§ **What the task requires**:
Count the lines in the items below that contain the string "query", treating uppercase and lowercase as different. Give only the number.

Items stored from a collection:
* * * * *

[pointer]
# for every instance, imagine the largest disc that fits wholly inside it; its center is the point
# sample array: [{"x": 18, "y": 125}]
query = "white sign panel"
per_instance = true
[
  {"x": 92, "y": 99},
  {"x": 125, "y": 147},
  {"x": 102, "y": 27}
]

* * * * *

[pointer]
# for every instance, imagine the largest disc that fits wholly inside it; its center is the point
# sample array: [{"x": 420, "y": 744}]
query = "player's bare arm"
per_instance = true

* * * * *

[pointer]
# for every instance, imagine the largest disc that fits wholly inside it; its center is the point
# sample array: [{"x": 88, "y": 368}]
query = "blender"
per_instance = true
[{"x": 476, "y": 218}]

* * * * *

§ **Answer for the task**:
3